**INPUT**

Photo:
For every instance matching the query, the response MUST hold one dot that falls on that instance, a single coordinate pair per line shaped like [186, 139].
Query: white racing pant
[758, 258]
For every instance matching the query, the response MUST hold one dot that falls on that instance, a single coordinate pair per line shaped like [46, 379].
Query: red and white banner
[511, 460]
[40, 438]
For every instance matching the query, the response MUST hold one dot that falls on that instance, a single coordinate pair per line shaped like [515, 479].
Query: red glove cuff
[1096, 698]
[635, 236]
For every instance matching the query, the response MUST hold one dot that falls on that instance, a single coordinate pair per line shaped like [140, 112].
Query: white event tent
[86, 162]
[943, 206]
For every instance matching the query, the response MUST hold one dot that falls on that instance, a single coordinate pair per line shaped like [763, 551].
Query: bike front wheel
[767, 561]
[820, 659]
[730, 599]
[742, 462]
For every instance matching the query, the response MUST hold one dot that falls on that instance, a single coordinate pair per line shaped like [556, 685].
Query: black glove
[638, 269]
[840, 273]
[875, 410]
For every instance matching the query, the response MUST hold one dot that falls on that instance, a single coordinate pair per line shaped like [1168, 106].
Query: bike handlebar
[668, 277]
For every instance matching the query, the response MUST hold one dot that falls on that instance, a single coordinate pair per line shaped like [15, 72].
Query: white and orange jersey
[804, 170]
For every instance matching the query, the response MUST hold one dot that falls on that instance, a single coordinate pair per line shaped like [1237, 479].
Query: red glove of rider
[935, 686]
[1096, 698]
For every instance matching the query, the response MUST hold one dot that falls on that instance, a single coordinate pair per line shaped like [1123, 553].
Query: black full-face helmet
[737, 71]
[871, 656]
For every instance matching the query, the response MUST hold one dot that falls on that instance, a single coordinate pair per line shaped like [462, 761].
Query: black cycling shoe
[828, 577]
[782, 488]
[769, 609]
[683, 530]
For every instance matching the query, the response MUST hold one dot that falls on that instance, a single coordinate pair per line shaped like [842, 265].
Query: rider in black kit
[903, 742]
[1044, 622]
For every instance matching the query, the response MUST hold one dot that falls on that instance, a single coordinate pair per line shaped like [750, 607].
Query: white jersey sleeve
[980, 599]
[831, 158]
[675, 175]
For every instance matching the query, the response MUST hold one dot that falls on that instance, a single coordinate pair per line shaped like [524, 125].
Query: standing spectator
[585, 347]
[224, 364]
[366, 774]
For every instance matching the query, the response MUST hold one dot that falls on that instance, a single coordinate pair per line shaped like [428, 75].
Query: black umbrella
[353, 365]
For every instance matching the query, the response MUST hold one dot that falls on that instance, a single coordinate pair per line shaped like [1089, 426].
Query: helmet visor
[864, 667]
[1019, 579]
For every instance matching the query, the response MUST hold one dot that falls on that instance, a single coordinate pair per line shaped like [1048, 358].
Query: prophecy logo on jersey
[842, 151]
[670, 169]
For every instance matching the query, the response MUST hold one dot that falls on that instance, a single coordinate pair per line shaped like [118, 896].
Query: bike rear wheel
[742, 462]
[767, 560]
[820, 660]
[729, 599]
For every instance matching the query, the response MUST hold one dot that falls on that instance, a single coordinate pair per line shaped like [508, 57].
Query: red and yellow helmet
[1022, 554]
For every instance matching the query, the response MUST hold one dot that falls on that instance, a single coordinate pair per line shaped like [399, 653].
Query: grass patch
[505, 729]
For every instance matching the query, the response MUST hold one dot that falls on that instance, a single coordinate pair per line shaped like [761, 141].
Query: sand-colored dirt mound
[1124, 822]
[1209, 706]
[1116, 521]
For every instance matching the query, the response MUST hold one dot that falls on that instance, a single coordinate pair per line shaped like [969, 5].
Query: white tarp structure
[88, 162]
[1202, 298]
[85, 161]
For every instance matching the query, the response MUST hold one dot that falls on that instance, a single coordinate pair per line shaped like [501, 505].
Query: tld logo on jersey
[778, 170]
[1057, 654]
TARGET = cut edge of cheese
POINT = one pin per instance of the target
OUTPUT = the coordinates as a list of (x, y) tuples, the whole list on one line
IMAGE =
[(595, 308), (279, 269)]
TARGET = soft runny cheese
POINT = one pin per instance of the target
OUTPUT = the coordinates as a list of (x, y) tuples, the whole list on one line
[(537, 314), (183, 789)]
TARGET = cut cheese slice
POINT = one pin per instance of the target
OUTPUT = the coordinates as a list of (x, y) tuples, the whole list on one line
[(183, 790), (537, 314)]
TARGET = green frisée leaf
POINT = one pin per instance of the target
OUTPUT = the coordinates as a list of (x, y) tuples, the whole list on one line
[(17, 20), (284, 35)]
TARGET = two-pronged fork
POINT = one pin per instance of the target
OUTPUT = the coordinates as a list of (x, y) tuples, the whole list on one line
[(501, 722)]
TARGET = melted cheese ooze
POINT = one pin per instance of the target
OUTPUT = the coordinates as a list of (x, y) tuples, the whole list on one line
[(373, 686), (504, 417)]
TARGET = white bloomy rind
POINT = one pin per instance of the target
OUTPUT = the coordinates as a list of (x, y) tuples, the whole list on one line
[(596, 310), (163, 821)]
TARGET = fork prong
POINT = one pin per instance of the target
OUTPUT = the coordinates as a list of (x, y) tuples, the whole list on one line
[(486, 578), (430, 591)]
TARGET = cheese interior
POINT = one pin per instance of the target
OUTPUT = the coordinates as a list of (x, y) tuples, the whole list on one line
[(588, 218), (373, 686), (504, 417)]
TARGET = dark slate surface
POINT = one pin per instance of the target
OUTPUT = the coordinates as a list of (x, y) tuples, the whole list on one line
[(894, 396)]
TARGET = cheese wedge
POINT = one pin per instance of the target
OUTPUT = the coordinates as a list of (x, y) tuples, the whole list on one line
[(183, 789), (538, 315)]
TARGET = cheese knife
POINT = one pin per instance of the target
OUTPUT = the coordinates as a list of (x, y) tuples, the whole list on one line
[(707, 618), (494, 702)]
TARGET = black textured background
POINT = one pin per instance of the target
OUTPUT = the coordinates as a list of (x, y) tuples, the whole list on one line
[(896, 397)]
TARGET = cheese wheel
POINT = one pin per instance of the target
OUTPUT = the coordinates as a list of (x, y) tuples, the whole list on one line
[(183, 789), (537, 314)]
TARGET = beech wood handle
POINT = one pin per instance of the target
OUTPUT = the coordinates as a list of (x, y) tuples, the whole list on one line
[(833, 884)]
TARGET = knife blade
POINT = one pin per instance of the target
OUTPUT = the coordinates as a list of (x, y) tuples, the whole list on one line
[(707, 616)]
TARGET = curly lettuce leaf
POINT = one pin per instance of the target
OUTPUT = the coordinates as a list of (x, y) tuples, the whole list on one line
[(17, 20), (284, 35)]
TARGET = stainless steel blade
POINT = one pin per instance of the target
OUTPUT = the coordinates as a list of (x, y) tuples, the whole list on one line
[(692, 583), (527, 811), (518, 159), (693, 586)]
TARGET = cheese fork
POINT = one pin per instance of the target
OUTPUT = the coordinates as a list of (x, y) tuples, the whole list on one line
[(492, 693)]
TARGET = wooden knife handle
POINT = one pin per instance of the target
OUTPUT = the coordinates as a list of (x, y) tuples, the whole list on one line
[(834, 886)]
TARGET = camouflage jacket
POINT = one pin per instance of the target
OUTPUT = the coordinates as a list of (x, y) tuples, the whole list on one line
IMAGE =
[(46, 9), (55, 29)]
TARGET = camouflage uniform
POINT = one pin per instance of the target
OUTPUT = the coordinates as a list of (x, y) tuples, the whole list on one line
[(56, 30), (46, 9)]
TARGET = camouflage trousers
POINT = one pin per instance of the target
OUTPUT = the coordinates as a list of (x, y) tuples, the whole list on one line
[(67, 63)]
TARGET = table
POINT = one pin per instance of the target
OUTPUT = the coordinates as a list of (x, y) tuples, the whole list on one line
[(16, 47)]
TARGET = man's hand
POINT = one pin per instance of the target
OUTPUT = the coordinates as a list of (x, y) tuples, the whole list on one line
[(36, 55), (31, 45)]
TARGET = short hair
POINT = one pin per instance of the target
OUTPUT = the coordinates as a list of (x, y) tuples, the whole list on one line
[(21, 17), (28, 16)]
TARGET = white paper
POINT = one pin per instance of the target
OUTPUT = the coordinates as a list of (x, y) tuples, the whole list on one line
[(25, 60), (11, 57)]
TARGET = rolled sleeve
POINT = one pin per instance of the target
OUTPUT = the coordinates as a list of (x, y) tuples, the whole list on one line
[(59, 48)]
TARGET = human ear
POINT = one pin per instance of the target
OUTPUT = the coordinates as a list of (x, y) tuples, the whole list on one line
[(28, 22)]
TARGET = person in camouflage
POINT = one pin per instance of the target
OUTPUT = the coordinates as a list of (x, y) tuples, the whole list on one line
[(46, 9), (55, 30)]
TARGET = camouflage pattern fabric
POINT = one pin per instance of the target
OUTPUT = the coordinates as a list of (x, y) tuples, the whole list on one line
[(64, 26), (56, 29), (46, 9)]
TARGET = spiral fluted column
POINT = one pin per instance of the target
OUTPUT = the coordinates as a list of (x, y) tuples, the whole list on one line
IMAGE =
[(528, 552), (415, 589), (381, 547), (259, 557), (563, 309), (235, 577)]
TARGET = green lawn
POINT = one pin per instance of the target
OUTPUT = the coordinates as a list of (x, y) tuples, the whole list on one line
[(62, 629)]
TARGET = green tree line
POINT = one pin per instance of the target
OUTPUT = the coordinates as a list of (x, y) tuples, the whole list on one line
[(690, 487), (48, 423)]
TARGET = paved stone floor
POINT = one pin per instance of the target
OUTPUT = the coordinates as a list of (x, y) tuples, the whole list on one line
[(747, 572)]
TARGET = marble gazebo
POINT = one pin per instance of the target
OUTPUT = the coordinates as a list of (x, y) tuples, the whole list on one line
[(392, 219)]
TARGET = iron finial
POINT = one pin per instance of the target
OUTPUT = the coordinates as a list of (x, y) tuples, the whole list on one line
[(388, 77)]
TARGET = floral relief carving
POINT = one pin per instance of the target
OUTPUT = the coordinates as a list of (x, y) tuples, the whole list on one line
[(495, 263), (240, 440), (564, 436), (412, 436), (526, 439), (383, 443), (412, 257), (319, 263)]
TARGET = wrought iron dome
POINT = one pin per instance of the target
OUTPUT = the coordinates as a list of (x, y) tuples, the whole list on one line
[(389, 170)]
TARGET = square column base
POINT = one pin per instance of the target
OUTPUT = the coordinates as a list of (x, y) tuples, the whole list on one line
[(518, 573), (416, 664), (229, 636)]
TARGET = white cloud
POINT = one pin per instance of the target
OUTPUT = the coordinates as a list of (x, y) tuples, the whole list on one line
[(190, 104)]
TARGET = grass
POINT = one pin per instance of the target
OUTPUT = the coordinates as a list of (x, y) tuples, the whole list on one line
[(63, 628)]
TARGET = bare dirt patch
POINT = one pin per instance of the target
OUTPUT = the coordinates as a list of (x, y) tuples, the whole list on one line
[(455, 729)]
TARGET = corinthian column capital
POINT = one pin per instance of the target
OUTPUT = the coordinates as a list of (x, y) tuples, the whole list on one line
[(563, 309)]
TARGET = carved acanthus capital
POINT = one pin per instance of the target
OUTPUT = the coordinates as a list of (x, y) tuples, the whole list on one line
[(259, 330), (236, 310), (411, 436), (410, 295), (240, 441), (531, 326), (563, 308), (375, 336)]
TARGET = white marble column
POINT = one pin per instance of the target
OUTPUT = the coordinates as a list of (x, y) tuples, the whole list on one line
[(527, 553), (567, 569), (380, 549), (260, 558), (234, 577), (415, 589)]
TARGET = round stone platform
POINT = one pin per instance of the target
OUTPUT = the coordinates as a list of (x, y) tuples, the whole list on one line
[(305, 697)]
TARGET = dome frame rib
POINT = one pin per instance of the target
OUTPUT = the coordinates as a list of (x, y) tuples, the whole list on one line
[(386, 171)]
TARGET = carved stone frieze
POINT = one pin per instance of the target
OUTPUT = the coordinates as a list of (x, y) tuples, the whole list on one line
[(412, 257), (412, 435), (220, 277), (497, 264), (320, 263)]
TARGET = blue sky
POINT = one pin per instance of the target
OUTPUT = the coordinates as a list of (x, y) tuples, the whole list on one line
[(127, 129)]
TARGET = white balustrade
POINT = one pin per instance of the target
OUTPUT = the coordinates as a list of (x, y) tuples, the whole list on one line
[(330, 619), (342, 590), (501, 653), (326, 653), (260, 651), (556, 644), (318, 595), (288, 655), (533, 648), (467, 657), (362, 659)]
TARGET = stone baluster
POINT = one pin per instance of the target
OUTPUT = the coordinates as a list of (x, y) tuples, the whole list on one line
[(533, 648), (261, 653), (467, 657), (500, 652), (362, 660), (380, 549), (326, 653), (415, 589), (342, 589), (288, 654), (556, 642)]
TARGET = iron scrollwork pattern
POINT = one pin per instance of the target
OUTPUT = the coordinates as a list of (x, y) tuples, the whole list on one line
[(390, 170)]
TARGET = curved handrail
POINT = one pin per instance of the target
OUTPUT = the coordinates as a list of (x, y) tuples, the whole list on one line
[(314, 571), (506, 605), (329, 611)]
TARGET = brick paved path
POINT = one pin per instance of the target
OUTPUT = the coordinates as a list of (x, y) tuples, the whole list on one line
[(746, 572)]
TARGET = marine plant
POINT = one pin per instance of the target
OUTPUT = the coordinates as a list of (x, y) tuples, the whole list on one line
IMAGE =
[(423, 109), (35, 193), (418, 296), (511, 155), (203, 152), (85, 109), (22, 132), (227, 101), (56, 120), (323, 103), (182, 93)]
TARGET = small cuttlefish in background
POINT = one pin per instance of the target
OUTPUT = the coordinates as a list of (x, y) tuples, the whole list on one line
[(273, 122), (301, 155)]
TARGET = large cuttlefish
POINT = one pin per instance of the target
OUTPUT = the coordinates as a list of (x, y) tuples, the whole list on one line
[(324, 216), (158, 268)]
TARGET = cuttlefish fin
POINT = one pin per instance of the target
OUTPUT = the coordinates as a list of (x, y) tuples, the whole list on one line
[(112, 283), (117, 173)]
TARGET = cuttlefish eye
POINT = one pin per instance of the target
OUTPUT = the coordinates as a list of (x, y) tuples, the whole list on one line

**INSTRUCTIONS FOR THE TASK**
If a line in the records above contains the word "iron", copy it.

**ANSWER SPACE**
TARGET = iron finial
TARGET = wrought iron dome
TARGET = iron scrollwork pattern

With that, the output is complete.